Exercices à réaliser:
1) Répondez aux questions suivantes d'après le texte sur l'agriculture urbaine.
(a) Sur quel toit se trouve le potager étudié par l'équipe de recherche ?
(b) Quel nom porte la technique qui consiste à enlever une couche de terre pour en mettre une autre ?
(c) En zone rurale, quel type de projet peut entraîner une expropriation ?
2) Prolongez le texte sur l'agriculture urbaine après sa dernière phrase.

Texte extrait:
FL : Parmi les axes de travail de notre équipe de recherche, nous étudions le potager établi sur le toit de l’école d’agronomie à Paris, sur la contamination des polluants aériens, ou par les sols. De façon assez étrange, sur le toit de l’école, en plein cœur de Paris, assez en hauteur et avec des courants d’air, on a des niveaux de contamination aériens – métaux, hydrocarbures…- pas forcément plus élevés, voire plus faibles, que ceux que l’on va observer à 80 km de Paris à la campagne. Cela s’explique par le fait que les nuages passent sur Paris et emportent l’air qui, arrivant sur des zones plus fraîches, ralentit et pose les polluants. Le premier problème de l’agriculture urbaine est sans doute la pollution des sols. On récupère souvent des friches, des anciennes usines, avec quelque fois des niveaux de contamination forts : produits chimiques, métaux lourds, etc., rendant les légumes impropres à la consommation. Il existe des techniques de scrapping – on enlève une couche de terre pour en mettre une autre – mais les coûts sont démesurés !
Aujourd’hui, si je veux devenir agriculteur en milieu urbain ou péri-urbain, vais-je bénéficier du même statut qu’en milieu rural, notamment vis-à-vis de la sécurisation des terres ?
FL : Pas vraiment, non. En zone rurale, si vous ne voulez pas quitter vos terres, en général sauf projet d’intérêt général type autoroutes, on ne vous expropriera pas. En ville, la question est bien différente. La stabilisation du foncier y naît de la conviction citoyenne locale afin de convaincre les élus que cette agriculture est importante. Donc il n’y a pas d’agriculture urbaine sans lien fort avec l’ensemble des autres habitants, et une pensée de l’urbanisme qui défend l’ensemble des fonctions qu’elle peut porter : de l’agrément visuel jusqu’à la réduction de la chaleur urbaine, voire à des fonctions symboliques de besoin de nature exprimé par les urbains. L’enjeu de l’agriculture urbaine en matière de résilience se situe dans la construction du lien social avec les autres citoyens. Il n’y a pas d’agriculture plus citoyenne que l’agriculture urbaine, de gré ou de force.

Entrées issues d'une collection
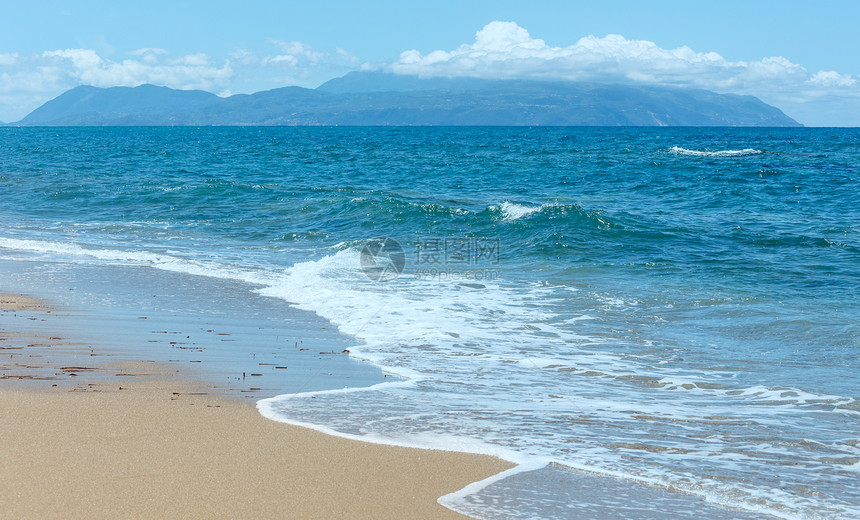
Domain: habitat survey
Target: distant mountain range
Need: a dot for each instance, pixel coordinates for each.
(374, 98)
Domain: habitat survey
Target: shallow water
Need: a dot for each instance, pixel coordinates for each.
(677, 307)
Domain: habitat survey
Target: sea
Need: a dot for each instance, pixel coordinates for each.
(650, 323)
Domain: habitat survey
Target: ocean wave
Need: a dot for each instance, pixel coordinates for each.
(715, 153)
(512, 211)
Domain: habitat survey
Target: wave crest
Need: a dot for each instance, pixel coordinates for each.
(677, 150)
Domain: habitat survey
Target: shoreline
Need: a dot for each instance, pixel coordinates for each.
(139, 439)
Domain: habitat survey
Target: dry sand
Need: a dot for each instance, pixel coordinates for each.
(161, 447)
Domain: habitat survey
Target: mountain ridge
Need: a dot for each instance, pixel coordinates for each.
(382, 99)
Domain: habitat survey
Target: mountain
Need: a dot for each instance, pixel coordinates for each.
(373, 98)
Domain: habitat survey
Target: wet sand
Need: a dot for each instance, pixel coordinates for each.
(134, 440)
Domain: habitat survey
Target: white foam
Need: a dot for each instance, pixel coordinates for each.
(512, 211)
(714, 153)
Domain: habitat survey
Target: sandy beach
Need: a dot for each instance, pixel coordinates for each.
(152, 445)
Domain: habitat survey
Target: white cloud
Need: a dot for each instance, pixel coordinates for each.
(294, 54)
(831, 78)
(85, 66)
(506, 50)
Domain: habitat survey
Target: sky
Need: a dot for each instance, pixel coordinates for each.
(801, 56)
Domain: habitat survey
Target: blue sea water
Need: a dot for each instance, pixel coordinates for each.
(670, 312)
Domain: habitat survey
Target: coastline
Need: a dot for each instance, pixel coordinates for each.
(138, 439)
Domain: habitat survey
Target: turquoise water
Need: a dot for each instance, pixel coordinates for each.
(677, 307)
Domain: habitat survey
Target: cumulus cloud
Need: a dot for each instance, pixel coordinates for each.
(506, 50)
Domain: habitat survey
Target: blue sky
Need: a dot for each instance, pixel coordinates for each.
(799, 56)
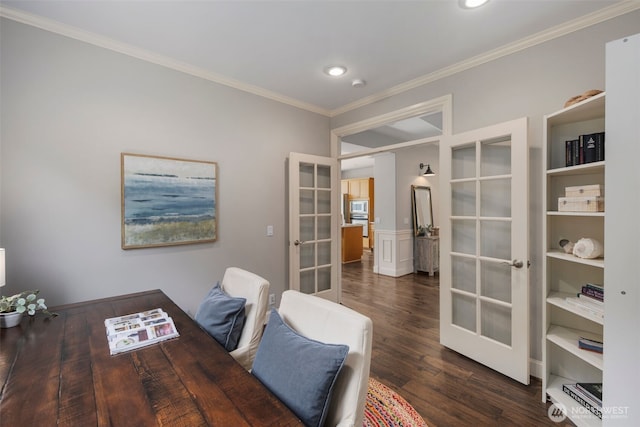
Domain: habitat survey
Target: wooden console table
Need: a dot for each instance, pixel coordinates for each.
(58, 371)
(427, 255)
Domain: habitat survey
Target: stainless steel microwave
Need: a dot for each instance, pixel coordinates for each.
(359, 207)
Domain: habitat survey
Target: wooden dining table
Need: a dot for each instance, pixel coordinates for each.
(58, 371)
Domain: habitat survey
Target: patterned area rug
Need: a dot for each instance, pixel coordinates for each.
(386, 408)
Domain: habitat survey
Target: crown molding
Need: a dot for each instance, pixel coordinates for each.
(145, 55)
(569, 27)
(594, 18)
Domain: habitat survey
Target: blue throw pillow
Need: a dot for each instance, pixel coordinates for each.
(222, 316)
(300, 371)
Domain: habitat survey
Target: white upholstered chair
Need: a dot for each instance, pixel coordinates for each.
(241, 283)
(331, 323)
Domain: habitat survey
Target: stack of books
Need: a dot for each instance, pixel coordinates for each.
(590, 300)
(588, 395)
(591, 345)
(137, 330)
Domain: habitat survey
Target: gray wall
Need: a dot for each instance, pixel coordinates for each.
(69, 109)
(533, 82)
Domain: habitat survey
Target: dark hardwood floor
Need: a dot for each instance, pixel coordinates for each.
(446, 388)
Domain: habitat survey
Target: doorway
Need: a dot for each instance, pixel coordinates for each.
(390, 148)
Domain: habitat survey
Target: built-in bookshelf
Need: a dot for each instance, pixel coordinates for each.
(564, 274)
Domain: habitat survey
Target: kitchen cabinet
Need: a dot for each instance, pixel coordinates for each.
(363, 189)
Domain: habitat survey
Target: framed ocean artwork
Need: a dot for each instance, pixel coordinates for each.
(167, 201)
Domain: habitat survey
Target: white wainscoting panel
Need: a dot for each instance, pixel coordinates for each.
(393, 253)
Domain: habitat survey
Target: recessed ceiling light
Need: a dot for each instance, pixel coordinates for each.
(470, 4)
(335, 70)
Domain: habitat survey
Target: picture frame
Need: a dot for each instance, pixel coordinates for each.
(167, 201)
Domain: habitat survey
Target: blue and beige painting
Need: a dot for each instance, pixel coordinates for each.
(167, 201)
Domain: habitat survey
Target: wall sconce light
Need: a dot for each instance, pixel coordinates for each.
(427, 172)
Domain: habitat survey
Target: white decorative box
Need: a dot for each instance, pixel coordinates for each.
(581, 204)
(584, 190)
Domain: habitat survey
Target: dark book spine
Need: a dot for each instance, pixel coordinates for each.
(581, 150)
(590, 152)
(587, 389)
(600, 147)
(575, 396)
(568, 153)
(576, 152)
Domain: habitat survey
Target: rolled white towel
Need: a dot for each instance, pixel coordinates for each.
(588, 248)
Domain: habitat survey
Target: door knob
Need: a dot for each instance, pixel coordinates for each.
(515, 263)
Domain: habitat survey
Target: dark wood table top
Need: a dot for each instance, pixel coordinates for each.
(59, 371)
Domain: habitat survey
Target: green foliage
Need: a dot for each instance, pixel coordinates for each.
(24, 302)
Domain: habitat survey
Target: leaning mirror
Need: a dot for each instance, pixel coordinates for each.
(422, 210)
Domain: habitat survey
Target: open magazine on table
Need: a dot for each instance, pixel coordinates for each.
(132, 331)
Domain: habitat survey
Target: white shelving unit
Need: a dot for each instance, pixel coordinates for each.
(565, 274)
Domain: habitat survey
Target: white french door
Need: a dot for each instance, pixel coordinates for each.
(484, 279)
(314, 215)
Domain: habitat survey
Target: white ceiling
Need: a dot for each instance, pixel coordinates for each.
(279, 48)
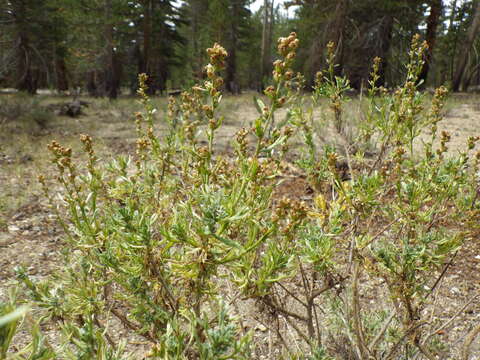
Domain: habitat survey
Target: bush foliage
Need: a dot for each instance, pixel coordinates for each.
(183, 247)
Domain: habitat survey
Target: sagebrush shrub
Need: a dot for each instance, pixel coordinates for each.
(168, 244)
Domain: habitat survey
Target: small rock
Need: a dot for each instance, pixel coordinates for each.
(261, 328)
(13, 228)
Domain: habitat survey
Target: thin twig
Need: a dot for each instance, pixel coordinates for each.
(442, 274)
(468, 341)
(283, 311)
(443, 326)
(374, 343)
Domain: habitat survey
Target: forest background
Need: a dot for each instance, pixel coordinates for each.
(101, 46)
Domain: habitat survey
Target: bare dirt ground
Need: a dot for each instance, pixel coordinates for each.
(30, 236)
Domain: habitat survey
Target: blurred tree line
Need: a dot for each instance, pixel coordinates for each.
(102, 45)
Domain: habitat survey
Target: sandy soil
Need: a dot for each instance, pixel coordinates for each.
(30, 236)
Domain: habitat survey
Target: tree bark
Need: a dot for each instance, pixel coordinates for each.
(25, 75)
(433, 20)
(467, 45)
(268, 18)
(336, 30)
(386, 41)
(111, 79)
(231, 62)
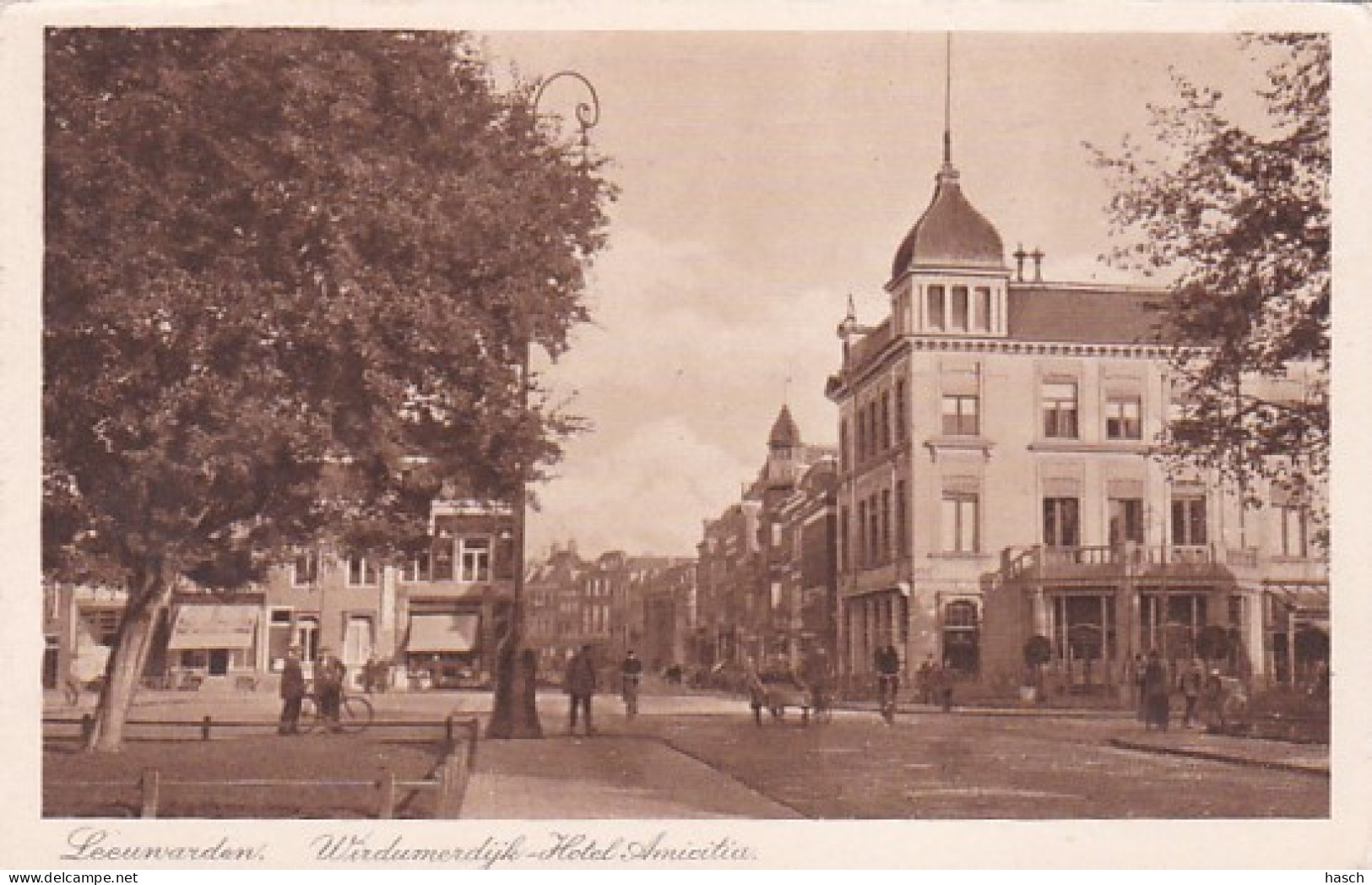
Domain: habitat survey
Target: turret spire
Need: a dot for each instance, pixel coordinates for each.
(948, 100)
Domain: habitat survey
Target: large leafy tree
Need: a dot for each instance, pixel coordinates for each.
(274, 252)
(1238, 215)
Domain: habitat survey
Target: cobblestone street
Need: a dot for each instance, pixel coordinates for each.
(700, 755)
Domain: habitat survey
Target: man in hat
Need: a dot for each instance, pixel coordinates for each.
(579, 685)
(328, 687)
(292, 692)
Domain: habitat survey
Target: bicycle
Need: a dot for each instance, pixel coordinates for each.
(355, 713)
(887, 694)
(630, 693)
(821, 705)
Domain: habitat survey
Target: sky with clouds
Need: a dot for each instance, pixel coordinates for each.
(768, 176)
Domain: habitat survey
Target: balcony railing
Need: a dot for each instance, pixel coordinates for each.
(1123, 560)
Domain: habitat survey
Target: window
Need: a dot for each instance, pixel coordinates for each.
(474, 560)
(885, 421)
(361, 573)
(1060, 527)
(959, 522)
(1125, 520)
(416, 570)
(1060, 410)
(1123, 419)
(307, 636)
(902, 520)
(959, 307)
(1295, 529)
(305, 570)
(1189, 520)
(442, 562)
(936, 307)
(885, 524)
(900, 410)
(961, 416)
(873, 529)
(959, 637)
(102, 623)
(862, 534)
(983, 311)
(844, 538)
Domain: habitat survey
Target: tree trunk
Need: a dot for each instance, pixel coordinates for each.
(513, 711)
(147, 599)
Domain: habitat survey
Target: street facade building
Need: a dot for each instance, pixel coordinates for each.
(431, 622)
(998, 481)
(808, 520)
(750, 588)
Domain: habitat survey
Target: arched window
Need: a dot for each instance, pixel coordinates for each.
(961, 637)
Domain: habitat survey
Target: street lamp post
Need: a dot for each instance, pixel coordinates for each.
(515, 711)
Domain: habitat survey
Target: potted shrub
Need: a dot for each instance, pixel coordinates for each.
(1038, 652)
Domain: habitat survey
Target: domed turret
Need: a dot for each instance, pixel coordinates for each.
(951, 234)
(785, 432)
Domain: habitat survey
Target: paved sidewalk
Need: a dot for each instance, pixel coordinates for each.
(604, 777)
(1262, 753)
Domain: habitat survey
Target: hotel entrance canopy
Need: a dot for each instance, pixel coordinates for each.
(443, 633)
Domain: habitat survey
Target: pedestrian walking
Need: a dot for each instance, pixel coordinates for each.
(756, 691)
(1190, 685)
(888, 681)
(1156, 693)
(328, 687)
(943, 682)
(292, 692)
(819, 676)
(1137, 671)
(630, 674)
(579, 683)
(925, 680)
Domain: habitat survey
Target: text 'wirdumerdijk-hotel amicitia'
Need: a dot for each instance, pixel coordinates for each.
(996, 482)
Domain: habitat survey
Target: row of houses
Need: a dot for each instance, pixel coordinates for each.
(995, 479)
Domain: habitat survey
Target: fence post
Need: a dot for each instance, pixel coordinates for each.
(151, 788)
(388, 785)
(443, 807)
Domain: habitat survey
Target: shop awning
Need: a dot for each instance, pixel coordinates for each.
(214, 627)
(1302, 599)
(443, 633)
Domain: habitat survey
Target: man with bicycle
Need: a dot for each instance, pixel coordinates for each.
(632, 672)
(888, 681)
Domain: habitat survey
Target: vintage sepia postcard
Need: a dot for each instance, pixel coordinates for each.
(899, 437)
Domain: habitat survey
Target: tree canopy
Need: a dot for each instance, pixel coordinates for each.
(274, 252)
(1239, 217)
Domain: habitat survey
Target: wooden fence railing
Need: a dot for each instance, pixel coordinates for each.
(449, 779)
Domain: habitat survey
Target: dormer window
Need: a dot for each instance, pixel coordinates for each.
(937, 318)
(959, 309)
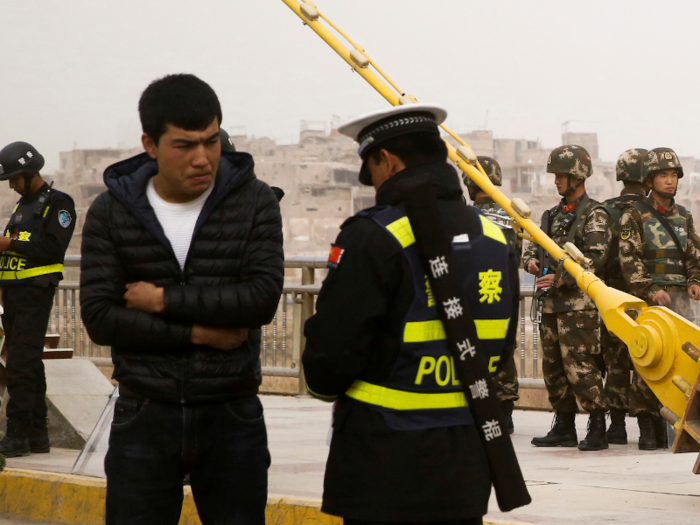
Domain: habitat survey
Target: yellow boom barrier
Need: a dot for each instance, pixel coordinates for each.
(663, 345)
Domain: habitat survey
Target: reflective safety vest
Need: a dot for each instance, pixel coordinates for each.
(23, 226)
(662, 259)
(423, 390)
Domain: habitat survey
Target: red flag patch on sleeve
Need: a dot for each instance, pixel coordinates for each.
(335, 256)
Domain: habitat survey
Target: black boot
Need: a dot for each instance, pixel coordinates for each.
(38, 437)
(595, 439)
(661, 432)
(507, 407)
(15, 442)
(617, 433)
(562, 434)
(647, 433)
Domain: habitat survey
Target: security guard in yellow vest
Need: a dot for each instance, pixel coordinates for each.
(404, 446)
(31, 265)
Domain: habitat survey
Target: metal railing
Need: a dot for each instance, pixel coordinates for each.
(283, 339)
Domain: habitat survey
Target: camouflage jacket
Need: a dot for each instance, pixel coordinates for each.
(615, 207)
(592, 237)
(649, 258)
(487, 205)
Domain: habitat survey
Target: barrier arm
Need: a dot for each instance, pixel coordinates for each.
(663, 345)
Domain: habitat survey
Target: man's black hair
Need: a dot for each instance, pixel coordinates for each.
(414, 149)
(180, 100)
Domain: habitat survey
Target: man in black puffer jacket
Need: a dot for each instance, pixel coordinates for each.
(182, 264)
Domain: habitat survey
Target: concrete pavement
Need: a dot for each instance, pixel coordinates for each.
(621, 485)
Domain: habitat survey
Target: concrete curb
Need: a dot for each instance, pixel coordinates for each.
(80, 500)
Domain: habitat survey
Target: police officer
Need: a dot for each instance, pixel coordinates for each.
(570, 322)
(615, 353)
(506, 380)
(660, 262)
(31, 264)
(376, 344)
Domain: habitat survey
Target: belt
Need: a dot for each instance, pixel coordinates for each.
(423, 331)
(666, 269)
(11, 275)
(402, 400)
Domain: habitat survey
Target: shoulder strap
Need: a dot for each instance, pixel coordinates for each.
(41, 202)
(542, 254)
(580, 216)
(433, 246)
(664, 221)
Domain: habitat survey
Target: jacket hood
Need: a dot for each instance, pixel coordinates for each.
(442, 176)
(127, 181)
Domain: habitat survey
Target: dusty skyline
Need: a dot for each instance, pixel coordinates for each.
(71, 72)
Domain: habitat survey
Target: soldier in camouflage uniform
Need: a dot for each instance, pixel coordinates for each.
(570, 328)
(615, 353)
(658, 268)
(507, 379)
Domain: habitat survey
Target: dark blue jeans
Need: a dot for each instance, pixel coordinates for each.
(153, 445)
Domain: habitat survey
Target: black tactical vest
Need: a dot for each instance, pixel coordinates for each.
(27, 221)
(422, 390)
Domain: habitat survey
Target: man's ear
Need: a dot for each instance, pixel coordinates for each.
(149, 145)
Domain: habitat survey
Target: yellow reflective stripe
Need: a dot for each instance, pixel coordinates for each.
(32, 272)
(402, 400)
(491, 328)
(421, 332)
(401, 229)
(492, 231)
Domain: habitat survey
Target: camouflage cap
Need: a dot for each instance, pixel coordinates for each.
(570, 159)
(660, 159)
(492, 169)
(629, 165)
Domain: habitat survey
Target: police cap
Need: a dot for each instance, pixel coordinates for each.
(371, 130)
(19, 158)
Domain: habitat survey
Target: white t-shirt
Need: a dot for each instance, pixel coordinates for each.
(177, 219)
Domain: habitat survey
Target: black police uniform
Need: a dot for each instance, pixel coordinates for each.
(41, 227)
(392, 458)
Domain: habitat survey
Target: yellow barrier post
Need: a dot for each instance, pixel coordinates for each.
(658, 340)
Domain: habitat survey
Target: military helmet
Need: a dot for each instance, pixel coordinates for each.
(660, 159)
(570, 159)
(19, 158)
(492, 170)
(629, 165)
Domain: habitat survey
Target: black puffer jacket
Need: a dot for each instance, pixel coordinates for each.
(232, 278)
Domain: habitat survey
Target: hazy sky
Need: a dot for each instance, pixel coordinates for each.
(71, 72)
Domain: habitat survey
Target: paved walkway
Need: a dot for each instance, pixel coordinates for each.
(621, 485)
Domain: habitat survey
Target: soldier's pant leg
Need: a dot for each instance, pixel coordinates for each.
(507, 382)
(579, 338)
(561, 395)
(28, 309)
(642, 398)
(618, 364)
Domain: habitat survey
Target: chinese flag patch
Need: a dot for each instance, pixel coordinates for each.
(335, 256)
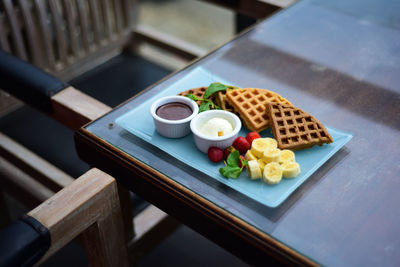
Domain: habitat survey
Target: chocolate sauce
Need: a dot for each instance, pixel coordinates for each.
(174, 111)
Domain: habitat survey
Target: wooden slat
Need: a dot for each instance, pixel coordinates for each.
(92, 200)
(31, 33)
(29, 191)
(46, 34)
(252, 8)
(108, 29)
(71, 18)
(118, 16)
(15, 29)
(58, 26)
(74, 108)
(174, 45)
(35, 166)
(84, 25)
(4, 45)
(5, 218)
(126, 208)
(130, 9)
(96, 22)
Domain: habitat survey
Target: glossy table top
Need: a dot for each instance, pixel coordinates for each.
(339, 61)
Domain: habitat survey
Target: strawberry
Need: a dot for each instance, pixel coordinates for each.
(215, 154)
(242, 159)
(251, 136)
(228, 151)
(241, 144)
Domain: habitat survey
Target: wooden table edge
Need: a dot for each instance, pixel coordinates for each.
(232, 223)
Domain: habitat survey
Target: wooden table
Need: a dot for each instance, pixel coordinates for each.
(340, 61)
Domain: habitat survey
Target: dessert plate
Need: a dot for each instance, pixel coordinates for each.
(185, 150)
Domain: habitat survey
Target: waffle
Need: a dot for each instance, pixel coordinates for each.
(294, 128)
(223, 102)
(198, 92)
(250, 103)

Corrigé par exercice:
1)
(a) Sur le toit de l'école d'agronomie à Paris.
(b) Le scrapping.
(c) Un projet d'intérêt général, comme une autoroute.

2)
Quels sont les grands défis de la recherche sur cette thématique ?
FL : Le grand défi de la recherche, est de penser des systèmes techniques dans l’intégration territoriale. Quels choix fait-on sur les systèmes techniques, lorsque l’on veut fournir un certain nombre de services, dont des services symboliques, et des légumes ? Quelque part, il s’agit d’avoir une agronomie par territoire qui ne soit pas une addition de fermes, mais une agronomie qui pense le territoire comme ressource de la ferme à tous points de vue. Cette approche est assez balbutiante pour le moment. L’autre enjeu, c’est de créer du lien de travail et de l’interdisciplinarité entre agriculture et urbanisme pour rompre avec un certain nombre de présupposés.
Existe il des freins particuliers au développement de ce type d’agriculture en France ?
FL : L’un des problèmes de la ville, c’est les déchets qu’elle produit. L’une des questions qui va être posée est le rôle de l’agriculture dans l’économie circulaire des espaces urbains. A ce niveau, il y a énormément de progrès technologique à faire, car les matières organiques urbaines sont souvent polluées par des métaux, des polluants chimiques et des résidus médicamenteux. La question sera donc de savoir, dans un système qui cherche le recyclage maximal des matières, à éliminer cette pollution. Repenser les stations d’épuration pour qu’elles ne rejettent pas notamment les résidus médicamenteux mais de l’eau totalement propre est un chantier considérable.